§ **Exercise requirements**:
1: In the festival story, what body of water do the narrator and Antonio leap into from the city wall?
2: Update the festival story starting with "I looked back" and going on through "then it was!", replacing "refreshing" with "bracing".
3: Go on with the festival story about the Adriatic swim and The Dorito Effect, picking up after its final sentence.

§ **Given text**:
----------------

When we were too hot to dance anymore, Antonio said he knew a way to cool off. He led me away from the festival, toward the sea. I found myself standing on the city wall.
“This is my favorite spot,” he confided. “Look down.”
The sea, far below me, was calm. I could see all the way to the bottom in the moonlight. Blues and greens sparkled up at me – a feast of colors I’d never seen before.
I looked back at Antonio for a moment. His eyebrows lifted – barely perceptibly. Without counting out loud, we bent our knees and leapt out into the Adriatic in perfect synchrony.
The water was refreshing, but warm. We floated below the stars, sharing stories, sharing silences.
But then it was!
It literally worked like magic.
For years, I had no idea how or why it worked. I even asked on Quora, to no avail. Then, by chance, I happened to read the hottest book of the summer: The Dorito Effect: The Surprising New Truth About Food and Flavor. And all of my questions were answered.

----------------

§ **Region pointing data**:
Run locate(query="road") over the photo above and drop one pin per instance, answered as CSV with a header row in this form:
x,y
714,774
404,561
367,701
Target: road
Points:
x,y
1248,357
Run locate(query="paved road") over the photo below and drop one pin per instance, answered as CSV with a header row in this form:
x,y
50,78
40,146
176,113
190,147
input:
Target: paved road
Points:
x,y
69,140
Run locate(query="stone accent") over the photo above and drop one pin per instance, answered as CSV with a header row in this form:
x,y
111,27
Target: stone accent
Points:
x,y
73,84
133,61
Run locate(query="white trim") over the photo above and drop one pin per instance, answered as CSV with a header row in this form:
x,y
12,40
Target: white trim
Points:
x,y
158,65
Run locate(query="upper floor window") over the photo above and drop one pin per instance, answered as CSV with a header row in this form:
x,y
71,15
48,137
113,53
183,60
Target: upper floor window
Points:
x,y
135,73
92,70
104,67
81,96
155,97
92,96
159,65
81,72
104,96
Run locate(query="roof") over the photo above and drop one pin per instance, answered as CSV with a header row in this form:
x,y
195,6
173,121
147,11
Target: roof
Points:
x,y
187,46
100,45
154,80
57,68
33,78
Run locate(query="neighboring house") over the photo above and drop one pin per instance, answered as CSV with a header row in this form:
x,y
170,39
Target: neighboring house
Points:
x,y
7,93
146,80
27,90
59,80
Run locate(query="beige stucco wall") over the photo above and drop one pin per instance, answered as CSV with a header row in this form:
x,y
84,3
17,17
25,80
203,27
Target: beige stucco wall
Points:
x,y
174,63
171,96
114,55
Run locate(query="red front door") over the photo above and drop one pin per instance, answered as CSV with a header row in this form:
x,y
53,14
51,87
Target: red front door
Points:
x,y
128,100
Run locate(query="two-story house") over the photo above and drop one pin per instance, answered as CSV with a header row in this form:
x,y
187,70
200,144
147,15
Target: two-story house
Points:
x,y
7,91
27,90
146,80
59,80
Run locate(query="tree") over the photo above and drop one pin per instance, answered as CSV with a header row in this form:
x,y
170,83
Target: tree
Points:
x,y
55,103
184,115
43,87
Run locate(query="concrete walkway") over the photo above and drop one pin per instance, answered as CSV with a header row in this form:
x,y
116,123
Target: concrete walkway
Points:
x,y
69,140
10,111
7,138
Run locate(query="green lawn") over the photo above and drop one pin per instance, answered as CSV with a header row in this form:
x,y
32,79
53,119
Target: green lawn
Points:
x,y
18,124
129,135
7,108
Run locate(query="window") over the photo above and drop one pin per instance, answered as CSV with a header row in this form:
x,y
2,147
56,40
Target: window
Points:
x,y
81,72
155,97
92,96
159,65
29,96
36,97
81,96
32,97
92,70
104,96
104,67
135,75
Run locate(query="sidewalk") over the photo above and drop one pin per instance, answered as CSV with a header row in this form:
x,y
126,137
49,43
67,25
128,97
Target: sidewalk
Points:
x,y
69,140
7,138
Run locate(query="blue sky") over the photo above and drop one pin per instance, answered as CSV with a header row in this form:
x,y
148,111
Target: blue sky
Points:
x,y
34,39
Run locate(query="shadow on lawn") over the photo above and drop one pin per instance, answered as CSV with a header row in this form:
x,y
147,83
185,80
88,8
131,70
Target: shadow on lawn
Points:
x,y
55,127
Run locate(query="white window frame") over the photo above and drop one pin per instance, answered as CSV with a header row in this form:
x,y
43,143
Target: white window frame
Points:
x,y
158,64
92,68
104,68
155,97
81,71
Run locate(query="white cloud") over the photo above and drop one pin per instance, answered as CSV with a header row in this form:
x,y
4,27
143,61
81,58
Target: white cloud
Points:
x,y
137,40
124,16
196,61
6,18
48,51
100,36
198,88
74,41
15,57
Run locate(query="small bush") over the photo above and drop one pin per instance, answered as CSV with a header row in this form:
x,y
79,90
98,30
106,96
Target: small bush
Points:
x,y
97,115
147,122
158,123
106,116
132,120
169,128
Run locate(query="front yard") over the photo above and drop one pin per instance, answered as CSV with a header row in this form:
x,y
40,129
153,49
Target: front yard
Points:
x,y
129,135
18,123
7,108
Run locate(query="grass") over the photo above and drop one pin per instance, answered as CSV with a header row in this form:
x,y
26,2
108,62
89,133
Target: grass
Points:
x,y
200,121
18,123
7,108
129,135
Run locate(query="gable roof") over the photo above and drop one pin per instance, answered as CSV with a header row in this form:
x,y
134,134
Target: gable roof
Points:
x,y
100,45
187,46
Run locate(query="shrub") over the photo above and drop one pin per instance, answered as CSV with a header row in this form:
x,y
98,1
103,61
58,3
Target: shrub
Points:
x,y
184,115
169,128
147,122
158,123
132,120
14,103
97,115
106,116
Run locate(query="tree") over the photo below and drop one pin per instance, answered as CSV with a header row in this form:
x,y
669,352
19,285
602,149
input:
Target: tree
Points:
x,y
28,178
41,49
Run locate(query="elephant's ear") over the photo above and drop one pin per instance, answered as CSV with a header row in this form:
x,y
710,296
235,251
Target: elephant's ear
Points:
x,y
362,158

----------------

§ **Answers by item number**:
1: The Adriatic.

2:
I looked back at Antonio for a moment. His eyebrows lifted – barely perceptibly. Without counting out loud, we bent our knees and leapt out into the Adriatic in perfect synchrony.
The water was bracing, but warm. We floated below the stars, sharing stories, sharing silences.
But then it was!

3:
It turns out that olive oil contains a natural anti-inflammatory -- a defensive plant secondary compound called oleocanthal, which activates similar inflammation pathways to ibuprofen. In a paper published in Nature, Gary Beauchamp and colleagues suggested that constant low-level doses of oleocanthal may explain why people who eat a Mediterranean Diet experience a reduced risk of cancer, heart disease and Alzheimer's.
It may also explain why the urchin spines slid so easily from my flesh a few hours after I applied the olive oil.
But you know what's crazy about oleocanthal? Novice olive oil tasters hate it! It causes itching and burning in the backs of their throats. Think about the first time you sampled olive oil -- there's a decent chance it made you cough.
Yet to connoisseurs, according to The Dorito Effect, "throat burning is a mark of quality." Olive oil can be rated on a one-, two-, of three-cough scale, where more coughs = better. Why?
Because fine olive oil contains more oleocanthal, and more oleocanthal produces more coughs. Even though, upon first exposure, we find the sensation unpleasant, we develop a learned flavor preference -- our body perceives a health benefit, and suddenly, coughing tastes delicious!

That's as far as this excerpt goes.